Lines from the one containing "Where can you see the white door" through the final line of the entries below: reproduce them exactly, all of them and only them.

— Excerpted records —
★ ★ ★ ★ ★ ★ ★

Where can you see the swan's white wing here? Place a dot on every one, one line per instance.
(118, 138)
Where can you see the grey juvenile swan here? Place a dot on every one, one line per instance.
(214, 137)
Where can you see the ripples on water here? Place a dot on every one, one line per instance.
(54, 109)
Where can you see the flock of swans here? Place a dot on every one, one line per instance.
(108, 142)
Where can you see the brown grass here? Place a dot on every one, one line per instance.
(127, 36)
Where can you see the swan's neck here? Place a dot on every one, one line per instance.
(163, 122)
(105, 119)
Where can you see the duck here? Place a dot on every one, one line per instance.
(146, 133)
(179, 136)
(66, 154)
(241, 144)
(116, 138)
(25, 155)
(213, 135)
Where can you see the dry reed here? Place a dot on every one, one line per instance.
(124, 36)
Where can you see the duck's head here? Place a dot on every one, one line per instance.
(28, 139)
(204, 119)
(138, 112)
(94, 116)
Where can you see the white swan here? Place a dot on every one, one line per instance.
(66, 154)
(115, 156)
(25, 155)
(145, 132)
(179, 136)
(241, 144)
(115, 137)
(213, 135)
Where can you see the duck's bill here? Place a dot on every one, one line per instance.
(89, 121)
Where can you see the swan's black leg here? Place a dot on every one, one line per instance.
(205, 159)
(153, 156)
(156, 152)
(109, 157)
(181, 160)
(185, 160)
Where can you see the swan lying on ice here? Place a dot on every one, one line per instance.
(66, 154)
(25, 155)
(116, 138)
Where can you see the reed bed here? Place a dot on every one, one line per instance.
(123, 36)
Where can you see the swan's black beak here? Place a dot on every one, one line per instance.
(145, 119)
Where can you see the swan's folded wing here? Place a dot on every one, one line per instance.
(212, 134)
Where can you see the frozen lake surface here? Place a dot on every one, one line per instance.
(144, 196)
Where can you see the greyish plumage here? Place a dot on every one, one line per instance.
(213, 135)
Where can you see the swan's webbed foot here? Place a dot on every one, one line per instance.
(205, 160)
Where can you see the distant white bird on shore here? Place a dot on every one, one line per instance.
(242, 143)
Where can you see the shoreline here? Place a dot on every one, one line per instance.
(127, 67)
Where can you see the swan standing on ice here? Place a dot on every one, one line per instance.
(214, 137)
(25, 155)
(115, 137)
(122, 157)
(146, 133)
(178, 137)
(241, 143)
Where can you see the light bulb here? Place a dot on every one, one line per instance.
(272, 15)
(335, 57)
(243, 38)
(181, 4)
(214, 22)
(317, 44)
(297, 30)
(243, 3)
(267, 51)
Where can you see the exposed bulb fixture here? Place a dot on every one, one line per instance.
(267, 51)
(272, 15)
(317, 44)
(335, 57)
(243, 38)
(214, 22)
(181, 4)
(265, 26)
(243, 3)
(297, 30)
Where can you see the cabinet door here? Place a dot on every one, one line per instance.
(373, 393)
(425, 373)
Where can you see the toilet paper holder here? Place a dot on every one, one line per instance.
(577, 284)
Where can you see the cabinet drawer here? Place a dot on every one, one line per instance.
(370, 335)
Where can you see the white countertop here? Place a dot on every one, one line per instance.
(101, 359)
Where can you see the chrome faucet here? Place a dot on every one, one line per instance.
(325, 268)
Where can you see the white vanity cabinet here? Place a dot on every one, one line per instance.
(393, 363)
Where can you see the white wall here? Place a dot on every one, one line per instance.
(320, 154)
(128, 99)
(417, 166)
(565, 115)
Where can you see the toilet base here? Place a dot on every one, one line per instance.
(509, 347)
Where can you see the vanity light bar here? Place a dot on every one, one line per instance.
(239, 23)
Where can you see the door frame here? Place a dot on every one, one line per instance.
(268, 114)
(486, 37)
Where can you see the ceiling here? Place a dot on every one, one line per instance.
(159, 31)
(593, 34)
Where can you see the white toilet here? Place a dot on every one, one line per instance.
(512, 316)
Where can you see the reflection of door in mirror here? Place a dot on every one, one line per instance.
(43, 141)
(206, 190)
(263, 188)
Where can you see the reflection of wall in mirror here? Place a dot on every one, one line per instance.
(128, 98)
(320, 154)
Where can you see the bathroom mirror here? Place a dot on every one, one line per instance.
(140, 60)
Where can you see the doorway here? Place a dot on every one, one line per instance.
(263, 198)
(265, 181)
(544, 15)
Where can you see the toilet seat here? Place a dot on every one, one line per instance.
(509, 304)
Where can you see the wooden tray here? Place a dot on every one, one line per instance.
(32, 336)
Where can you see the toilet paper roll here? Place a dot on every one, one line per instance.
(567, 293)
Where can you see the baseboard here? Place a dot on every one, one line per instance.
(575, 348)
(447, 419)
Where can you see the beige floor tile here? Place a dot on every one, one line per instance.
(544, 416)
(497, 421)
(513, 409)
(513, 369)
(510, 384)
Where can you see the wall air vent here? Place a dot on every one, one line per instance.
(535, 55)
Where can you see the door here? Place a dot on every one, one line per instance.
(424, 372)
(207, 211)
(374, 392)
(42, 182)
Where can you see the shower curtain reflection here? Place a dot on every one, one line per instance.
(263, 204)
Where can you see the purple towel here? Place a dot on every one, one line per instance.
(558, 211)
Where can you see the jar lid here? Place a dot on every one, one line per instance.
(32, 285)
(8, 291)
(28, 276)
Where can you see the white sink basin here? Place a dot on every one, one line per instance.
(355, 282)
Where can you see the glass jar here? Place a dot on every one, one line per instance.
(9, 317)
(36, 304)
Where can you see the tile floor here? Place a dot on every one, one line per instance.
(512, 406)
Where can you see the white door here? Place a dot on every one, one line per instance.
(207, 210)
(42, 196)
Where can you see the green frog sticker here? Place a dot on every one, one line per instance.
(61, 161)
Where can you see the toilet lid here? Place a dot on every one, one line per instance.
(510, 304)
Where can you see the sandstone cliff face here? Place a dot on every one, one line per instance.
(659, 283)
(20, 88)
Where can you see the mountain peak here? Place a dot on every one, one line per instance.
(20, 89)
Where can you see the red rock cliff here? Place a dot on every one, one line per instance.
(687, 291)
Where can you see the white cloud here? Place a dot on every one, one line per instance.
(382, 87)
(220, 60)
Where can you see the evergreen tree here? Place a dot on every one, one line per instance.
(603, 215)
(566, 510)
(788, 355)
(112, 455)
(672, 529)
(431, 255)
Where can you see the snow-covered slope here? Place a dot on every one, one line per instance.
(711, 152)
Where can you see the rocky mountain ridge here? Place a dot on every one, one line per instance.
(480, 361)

★ ★ ★ ★ ★ ★ ★

— Task answer —
Where can you see the white door here? Place a dot on every one, one line per instance.
(207, 210)
(42, 196)
Where can you see the green frog sticker here? Place a dot on every one, one line per instance.
(61, 161)
Where can you see the toilet lid here? Place a dot on every one, one line per instance.
(510, 304)
Where can you see the sandstone cliff face here? Place a dot on every one, one line per instance.
(659, 283)
(20, 88)
Where can you see the mountain peak here? Place a dot on every one, one line per instance.
(20, 89)
Where can you see the red rock cliff here? Place a dot on every one, one line per instance.
(687, 291)
Where can you see the white cloud here? Place a dot on every one, one line per instance.
(382, 87)
(220, 60)
Where can you see the evergreen tree here? Place a dot on every one, one line per instance.
(603, 215)
(566, 510)
(788, 355)
(112, 455)
(672, 529)
(431, 255)
Where can you see the snow-covered slope here? Place a dot on every one, one line per instance.
(711, 152)
Where can you see the rocky mountain ridge here? Place a dot on every one, one line per instance.
(480, 361)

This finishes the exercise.